* [Work request]
For the string "jacket", report how many lines in the records below contain it, and nothing more.

○ ○ ○ ○ ○ ○ ○

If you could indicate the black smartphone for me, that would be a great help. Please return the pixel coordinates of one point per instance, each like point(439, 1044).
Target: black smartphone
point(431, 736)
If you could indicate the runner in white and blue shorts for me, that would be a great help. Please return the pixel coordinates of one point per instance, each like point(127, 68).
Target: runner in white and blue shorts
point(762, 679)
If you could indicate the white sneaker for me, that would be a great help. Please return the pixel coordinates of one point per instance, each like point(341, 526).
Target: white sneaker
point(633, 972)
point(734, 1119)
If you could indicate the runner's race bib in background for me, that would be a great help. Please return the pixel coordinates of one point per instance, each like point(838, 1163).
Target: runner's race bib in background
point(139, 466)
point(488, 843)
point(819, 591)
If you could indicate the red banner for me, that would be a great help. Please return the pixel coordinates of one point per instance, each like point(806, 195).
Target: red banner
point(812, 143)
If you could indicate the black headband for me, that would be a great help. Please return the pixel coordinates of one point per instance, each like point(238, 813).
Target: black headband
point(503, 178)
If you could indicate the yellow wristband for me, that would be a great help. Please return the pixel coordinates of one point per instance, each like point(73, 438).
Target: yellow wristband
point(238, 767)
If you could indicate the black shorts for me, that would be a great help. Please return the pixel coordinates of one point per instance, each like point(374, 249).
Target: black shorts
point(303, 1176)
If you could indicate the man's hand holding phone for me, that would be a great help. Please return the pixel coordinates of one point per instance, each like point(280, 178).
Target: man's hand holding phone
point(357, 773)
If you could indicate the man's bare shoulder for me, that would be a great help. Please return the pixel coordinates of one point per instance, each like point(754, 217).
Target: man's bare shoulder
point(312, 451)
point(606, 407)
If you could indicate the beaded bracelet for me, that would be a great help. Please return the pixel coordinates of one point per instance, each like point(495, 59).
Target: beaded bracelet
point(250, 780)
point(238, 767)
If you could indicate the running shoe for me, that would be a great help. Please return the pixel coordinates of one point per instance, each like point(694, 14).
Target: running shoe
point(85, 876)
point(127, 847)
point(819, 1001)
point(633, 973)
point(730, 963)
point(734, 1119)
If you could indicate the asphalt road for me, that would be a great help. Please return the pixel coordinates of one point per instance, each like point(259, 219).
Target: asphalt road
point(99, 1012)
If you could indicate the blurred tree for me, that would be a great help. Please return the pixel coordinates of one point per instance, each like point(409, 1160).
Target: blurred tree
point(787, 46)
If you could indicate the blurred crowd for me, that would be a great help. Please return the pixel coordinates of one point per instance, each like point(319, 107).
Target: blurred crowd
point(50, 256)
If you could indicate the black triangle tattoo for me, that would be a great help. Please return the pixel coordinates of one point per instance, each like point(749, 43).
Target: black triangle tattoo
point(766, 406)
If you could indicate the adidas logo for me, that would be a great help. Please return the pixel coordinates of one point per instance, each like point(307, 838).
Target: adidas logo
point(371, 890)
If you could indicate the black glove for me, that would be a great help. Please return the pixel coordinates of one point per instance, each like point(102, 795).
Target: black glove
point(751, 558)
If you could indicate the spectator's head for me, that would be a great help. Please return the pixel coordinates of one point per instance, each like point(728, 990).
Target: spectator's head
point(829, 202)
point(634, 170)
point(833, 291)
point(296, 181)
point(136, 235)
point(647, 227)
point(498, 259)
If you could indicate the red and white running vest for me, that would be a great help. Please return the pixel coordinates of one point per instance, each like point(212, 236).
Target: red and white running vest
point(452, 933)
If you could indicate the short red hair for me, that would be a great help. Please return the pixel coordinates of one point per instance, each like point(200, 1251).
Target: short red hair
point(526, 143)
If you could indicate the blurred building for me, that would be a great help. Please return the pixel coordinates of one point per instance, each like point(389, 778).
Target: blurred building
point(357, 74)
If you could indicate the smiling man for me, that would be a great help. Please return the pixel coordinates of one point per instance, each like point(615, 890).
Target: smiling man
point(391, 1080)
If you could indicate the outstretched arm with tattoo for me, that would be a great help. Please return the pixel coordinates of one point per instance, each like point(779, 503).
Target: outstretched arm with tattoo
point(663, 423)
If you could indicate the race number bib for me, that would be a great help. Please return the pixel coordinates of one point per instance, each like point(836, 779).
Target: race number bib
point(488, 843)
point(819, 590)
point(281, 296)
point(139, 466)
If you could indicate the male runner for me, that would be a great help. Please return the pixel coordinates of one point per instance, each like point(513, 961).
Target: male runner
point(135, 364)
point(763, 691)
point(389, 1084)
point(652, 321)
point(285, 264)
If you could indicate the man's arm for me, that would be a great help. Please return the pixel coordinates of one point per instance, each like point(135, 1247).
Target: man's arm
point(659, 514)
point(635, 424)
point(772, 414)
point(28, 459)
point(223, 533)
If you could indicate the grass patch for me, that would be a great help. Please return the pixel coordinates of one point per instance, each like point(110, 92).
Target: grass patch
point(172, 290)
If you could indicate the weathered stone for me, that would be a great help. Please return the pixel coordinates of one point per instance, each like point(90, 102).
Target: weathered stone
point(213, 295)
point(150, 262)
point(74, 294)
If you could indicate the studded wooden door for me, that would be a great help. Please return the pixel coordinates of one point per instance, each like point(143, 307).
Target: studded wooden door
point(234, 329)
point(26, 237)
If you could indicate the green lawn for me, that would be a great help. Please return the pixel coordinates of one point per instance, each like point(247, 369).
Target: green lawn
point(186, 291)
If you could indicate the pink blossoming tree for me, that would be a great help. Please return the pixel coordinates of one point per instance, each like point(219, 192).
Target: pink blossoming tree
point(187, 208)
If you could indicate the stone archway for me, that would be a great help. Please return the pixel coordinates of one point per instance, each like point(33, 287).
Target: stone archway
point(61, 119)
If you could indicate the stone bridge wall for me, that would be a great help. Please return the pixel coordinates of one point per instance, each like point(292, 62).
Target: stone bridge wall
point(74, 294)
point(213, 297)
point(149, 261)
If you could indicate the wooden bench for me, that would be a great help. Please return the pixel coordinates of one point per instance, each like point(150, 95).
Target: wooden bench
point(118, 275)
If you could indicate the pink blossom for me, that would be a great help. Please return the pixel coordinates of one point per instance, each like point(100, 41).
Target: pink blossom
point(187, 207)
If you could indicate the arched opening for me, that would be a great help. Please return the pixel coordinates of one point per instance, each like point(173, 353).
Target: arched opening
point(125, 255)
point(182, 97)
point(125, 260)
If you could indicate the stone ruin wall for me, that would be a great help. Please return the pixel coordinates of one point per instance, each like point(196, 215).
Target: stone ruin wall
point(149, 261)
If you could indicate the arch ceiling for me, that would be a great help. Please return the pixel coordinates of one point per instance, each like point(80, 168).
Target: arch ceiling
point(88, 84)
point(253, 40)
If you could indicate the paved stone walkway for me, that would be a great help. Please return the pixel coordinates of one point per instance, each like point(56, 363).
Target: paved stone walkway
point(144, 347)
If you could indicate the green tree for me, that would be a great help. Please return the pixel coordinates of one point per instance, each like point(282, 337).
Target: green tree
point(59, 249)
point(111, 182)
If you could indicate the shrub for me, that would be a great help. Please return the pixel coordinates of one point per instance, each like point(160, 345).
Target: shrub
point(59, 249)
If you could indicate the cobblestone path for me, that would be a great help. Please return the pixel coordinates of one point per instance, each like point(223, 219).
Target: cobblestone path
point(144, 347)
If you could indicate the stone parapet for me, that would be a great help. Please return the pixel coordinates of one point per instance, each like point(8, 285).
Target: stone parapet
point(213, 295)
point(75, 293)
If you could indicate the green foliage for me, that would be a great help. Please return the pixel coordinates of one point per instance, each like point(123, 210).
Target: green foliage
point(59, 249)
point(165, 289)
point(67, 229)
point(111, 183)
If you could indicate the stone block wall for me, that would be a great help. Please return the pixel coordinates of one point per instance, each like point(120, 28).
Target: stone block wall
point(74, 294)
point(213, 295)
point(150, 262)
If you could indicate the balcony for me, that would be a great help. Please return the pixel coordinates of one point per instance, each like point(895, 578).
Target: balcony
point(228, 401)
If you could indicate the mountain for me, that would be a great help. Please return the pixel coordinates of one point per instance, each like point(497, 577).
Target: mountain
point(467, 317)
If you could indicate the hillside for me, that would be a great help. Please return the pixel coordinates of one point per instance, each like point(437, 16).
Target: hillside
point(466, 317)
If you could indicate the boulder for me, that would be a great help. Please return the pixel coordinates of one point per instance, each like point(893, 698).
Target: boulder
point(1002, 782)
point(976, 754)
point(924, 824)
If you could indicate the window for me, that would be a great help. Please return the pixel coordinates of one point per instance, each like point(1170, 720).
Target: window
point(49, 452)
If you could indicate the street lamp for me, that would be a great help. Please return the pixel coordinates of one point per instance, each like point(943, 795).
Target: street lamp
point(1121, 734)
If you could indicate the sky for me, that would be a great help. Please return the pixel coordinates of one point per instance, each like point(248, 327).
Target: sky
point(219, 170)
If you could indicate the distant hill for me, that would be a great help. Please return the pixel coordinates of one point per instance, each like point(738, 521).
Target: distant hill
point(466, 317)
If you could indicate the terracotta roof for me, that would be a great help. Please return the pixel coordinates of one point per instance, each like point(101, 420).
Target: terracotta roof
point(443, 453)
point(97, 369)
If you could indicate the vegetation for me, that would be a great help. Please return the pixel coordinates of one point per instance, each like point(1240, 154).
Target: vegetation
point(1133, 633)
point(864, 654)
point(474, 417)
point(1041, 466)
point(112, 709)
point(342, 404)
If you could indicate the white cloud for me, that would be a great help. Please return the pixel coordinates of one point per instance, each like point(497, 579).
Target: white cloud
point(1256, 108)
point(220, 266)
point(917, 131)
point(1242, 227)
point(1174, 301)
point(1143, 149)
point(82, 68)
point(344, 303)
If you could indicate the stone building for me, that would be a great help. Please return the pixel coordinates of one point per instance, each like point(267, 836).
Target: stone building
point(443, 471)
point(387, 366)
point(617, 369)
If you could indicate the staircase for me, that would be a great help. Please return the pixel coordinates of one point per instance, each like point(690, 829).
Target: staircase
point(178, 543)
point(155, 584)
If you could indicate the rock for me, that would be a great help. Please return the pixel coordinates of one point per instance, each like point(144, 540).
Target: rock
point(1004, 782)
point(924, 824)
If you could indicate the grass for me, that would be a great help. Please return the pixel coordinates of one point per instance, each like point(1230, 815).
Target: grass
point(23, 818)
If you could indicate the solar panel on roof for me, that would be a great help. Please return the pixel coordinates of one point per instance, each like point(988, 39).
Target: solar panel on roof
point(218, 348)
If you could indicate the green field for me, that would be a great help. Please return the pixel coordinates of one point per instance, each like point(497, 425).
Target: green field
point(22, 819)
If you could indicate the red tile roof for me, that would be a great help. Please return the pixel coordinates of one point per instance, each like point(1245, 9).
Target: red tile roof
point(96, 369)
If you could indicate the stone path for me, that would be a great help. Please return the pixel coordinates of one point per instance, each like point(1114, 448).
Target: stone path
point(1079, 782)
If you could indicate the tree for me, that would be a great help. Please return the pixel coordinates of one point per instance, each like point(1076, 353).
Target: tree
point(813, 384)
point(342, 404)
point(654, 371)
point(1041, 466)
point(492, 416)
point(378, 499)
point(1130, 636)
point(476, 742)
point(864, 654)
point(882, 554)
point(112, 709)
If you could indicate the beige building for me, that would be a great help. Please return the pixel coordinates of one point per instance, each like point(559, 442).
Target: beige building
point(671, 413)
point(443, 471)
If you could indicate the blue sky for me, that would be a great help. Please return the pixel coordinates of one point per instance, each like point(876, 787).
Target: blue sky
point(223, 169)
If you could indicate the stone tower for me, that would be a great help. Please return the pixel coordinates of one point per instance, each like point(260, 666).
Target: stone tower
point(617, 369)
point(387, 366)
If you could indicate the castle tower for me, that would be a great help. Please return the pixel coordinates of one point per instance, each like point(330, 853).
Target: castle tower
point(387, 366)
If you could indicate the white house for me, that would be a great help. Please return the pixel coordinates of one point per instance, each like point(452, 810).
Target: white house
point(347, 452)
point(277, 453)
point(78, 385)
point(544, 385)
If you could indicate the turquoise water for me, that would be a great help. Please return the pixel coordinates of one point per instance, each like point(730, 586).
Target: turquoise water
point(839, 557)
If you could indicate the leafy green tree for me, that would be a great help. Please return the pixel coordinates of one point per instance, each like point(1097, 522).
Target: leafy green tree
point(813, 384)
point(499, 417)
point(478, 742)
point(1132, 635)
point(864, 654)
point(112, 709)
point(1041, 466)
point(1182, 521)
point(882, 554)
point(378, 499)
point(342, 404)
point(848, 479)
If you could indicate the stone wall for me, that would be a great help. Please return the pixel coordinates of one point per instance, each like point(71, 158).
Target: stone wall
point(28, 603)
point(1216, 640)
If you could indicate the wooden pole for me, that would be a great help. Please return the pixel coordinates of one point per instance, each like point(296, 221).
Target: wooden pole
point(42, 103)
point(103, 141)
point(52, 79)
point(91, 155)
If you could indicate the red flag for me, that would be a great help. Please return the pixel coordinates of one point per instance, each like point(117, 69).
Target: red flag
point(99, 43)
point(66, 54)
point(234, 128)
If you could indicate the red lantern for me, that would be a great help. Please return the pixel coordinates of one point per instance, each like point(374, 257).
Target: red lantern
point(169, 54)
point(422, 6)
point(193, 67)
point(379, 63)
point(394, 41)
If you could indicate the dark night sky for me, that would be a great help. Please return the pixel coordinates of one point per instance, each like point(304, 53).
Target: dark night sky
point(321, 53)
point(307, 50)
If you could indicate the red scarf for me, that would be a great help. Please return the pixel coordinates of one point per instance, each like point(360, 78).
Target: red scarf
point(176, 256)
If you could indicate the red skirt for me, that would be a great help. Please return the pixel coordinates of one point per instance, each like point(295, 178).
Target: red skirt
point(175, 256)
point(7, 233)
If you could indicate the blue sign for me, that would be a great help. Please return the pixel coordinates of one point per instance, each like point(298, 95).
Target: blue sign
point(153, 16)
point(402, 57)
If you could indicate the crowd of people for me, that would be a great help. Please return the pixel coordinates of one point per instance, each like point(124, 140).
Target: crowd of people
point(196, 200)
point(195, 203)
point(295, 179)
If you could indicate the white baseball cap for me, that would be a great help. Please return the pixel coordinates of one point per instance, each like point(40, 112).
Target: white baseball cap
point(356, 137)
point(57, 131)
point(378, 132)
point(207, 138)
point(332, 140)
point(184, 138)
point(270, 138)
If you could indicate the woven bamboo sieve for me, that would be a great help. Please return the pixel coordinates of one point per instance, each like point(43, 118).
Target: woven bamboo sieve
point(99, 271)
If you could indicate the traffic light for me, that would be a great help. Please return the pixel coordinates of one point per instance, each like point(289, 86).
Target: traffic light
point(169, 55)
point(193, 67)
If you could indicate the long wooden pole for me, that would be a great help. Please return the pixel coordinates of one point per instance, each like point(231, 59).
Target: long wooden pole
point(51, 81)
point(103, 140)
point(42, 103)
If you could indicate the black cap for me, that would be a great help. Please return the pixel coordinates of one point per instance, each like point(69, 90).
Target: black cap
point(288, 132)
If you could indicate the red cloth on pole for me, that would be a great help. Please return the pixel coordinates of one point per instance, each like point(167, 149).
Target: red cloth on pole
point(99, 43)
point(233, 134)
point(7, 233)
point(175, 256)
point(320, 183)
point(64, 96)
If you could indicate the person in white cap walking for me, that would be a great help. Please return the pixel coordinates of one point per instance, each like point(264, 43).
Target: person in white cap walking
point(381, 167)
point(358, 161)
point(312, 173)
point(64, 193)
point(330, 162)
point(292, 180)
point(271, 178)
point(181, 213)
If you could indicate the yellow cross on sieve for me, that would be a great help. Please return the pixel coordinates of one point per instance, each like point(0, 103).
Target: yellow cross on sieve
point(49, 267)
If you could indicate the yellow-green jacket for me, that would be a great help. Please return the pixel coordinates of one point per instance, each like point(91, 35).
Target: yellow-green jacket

○ ○ ○ ○ ○ ○ ○

* [Output]
2